Start Provided information

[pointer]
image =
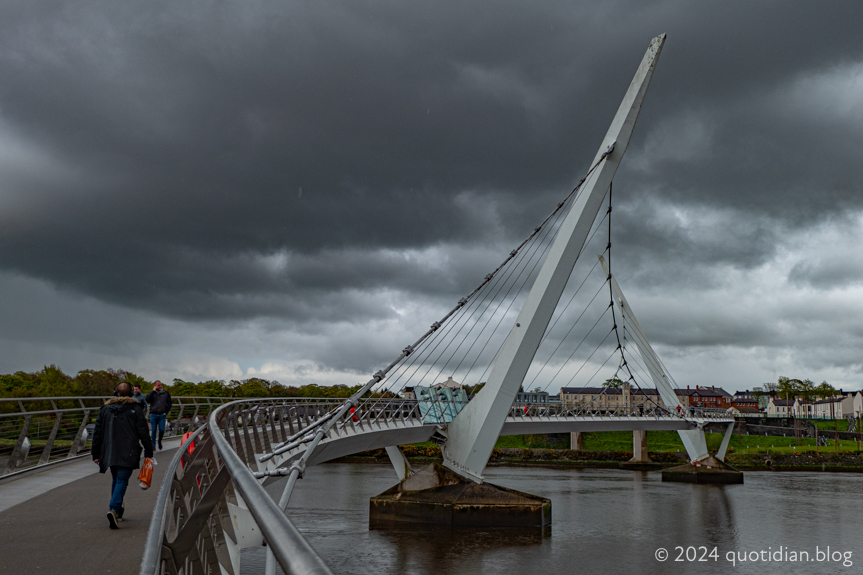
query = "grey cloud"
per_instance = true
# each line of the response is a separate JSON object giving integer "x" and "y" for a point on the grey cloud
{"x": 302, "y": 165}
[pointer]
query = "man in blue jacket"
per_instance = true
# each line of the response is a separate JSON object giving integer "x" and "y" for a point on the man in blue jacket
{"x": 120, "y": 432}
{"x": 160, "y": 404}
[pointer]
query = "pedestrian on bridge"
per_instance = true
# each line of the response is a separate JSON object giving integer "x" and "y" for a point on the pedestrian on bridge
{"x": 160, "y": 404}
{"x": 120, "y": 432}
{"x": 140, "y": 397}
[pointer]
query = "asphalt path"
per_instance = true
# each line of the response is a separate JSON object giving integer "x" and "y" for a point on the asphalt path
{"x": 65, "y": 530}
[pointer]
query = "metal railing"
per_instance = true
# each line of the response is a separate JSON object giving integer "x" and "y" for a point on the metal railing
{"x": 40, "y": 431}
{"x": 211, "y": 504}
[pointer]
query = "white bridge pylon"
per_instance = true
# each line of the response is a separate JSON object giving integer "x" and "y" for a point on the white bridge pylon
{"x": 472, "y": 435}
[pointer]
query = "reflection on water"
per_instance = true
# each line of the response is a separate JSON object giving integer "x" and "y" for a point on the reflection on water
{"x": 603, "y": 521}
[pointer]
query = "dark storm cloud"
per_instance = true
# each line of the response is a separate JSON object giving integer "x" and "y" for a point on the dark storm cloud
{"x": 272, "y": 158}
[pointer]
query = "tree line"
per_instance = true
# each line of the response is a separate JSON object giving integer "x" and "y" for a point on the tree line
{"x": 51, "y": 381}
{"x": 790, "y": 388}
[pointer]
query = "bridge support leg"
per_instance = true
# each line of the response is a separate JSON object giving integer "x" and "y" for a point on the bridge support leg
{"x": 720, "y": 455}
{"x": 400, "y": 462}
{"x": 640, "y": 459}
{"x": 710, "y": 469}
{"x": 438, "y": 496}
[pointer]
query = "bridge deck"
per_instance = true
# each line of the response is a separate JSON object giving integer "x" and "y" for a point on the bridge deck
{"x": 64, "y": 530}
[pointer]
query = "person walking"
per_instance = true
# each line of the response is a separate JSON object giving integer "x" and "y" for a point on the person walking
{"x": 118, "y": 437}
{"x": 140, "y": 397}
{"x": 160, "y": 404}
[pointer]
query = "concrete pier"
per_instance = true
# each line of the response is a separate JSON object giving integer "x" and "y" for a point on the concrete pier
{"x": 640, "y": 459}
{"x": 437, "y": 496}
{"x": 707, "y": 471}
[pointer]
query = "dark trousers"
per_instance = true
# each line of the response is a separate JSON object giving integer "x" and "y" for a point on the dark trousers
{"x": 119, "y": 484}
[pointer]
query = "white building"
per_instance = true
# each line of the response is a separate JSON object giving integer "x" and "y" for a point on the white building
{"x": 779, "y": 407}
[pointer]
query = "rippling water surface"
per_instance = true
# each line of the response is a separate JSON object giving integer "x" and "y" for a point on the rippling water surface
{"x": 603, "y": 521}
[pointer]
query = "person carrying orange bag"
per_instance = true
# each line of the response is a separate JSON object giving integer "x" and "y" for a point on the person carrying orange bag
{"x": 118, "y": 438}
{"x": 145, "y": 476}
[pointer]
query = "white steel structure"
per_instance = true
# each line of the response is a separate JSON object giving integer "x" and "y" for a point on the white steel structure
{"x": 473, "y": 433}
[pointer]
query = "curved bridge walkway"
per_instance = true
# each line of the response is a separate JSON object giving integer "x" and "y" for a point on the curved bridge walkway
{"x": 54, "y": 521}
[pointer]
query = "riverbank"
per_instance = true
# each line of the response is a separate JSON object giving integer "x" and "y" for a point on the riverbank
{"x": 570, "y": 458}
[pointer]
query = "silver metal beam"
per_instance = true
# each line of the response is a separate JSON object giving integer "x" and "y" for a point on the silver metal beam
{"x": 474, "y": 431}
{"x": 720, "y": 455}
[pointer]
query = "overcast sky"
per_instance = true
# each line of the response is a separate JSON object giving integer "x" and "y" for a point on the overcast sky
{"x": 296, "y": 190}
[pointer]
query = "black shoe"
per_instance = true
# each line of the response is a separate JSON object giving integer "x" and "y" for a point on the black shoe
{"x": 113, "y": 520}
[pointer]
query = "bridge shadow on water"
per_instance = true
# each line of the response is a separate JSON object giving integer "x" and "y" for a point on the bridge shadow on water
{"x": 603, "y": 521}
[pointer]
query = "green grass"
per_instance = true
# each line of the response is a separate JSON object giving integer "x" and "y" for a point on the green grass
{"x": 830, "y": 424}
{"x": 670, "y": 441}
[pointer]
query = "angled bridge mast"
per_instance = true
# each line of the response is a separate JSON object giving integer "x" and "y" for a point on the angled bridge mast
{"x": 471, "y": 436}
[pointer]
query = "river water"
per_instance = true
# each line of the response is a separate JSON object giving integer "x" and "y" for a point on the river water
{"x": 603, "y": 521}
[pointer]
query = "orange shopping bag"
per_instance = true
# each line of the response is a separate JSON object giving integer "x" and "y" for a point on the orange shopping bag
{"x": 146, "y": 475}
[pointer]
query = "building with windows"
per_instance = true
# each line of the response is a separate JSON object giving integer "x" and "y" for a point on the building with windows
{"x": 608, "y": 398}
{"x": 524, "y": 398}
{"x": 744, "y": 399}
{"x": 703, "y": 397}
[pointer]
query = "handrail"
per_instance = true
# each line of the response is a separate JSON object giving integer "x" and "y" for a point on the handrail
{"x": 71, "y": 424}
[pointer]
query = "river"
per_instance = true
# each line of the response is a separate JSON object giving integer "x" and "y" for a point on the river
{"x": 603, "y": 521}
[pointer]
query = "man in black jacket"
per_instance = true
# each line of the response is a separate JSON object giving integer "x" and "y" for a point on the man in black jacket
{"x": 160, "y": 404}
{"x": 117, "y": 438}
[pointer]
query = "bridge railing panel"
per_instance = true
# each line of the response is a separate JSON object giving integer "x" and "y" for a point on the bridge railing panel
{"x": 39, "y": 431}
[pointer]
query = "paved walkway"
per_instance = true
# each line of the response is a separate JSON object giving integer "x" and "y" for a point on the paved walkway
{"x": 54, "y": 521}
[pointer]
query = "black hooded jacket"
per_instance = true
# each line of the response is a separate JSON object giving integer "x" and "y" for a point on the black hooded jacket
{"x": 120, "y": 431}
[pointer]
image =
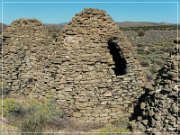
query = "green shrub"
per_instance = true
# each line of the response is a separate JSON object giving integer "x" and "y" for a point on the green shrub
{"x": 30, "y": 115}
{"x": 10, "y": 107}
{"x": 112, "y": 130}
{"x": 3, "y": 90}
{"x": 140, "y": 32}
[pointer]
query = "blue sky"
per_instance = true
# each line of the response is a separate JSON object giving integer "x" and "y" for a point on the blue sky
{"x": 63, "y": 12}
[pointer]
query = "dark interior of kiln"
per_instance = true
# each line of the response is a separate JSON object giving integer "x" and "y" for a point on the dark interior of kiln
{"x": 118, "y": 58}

End Provided information
Start Provided information

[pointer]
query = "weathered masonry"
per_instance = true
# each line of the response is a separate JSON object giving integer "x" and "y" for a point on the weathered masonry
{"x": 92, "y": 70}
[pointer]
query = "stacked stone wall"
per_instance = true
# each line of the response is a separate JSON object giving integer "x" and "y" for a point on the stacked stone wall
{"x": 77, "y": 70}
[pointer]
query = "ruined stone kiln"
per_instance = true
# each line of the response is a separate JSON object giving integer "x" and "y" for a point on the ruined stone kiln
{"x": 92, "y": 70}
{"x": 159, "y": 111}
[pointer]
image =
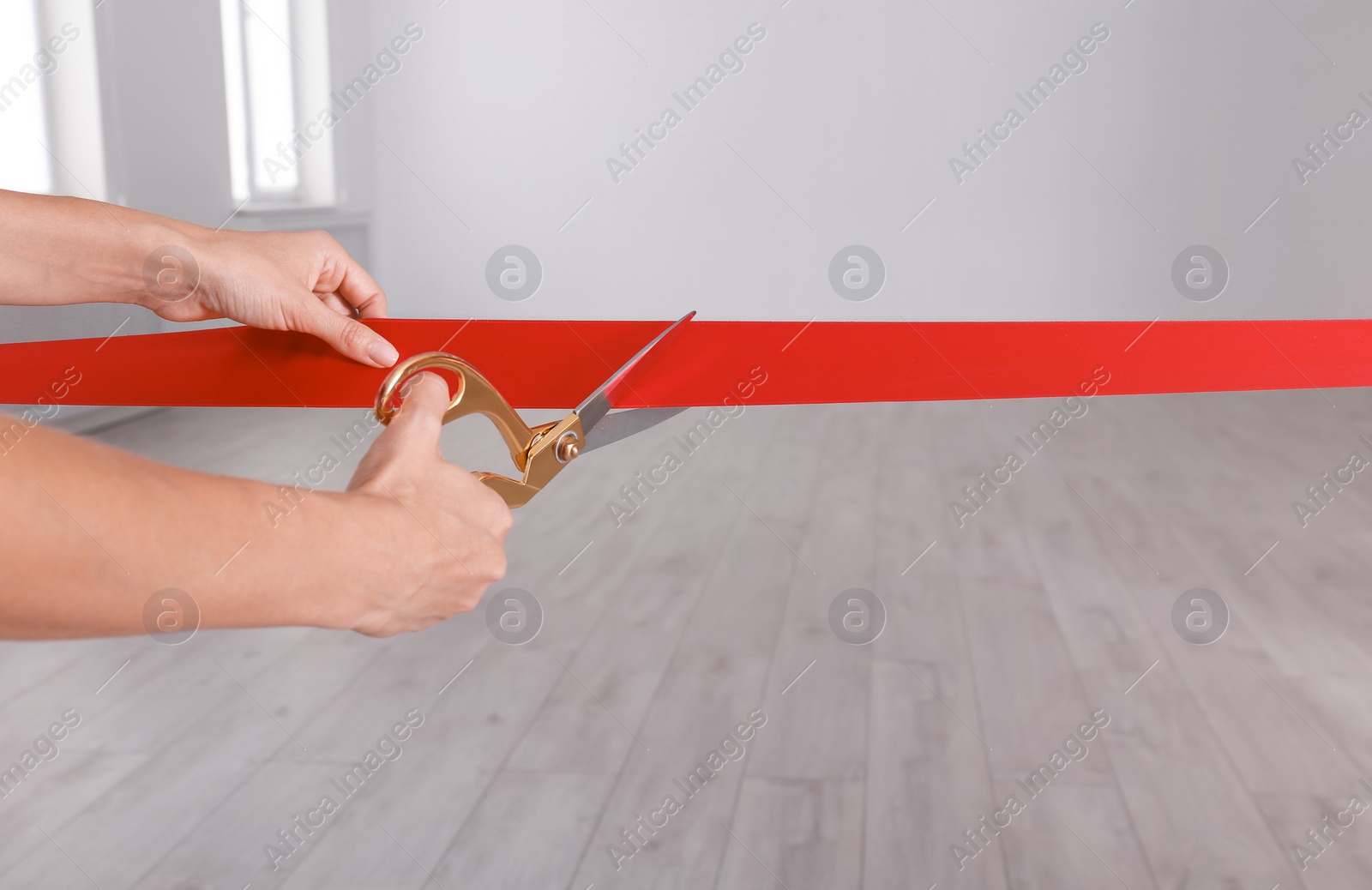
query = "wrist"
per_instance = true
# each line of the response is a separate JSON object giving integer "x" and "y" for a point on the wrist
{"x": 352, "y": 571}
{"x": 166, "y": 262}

End Provided information
Start Provided information

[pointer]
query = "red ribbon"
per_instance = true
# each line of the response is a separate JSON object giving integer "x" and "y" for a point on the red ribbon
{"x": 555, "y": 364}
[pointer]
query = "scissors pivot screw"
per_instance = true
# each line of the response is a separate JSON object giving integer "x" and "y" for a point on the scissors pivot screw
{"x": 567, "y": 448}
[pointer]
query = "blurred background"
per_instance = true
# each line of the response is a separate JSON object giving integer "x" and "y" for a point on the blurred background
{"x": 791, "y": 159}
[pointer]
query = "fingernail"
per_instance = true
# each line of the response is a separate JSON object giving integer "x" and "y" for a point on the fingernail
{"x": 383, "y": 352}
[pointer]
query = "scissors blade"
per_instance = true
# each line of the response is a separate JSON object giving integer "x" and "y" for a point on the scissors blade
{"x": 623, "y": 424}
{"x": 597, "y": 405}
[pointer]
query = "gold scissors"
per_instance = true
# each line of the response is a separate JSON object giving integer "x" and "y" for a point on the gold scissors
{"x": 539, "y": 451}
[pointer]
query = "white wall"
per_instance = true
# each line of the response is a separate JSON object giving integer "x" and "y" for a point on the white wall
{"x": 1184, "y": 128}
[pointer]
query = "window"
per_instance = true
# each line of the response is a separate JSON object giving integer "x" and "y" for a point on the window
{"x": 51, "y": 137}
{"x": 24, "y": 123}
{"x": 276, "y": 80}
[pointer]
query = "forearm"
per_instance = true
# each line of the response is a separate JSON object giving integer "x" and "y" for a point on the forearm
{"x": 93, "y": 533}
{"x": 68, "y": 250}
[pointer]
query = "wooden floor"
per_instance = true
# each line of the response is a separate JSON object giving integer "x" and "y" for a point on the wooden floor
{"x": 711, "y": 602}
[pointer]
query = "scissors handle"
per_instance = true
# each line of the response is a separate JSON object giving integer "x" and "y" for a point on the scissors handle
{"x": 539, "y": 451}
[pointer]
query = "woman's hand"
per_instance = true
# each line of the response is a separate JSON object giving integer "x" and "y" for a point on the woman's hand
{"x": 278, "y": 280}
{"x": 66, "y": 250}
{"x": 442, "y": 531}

End Provided information

- [Aim of the exercise]: Locate every line in the rows above that contains the string "fingernail" and copy each one out. Case counts.

- [Exercise result]:
query = "fingernail"
# each line of the response is a separate JSON object giving integer "x" and "y" for a point on the fingernail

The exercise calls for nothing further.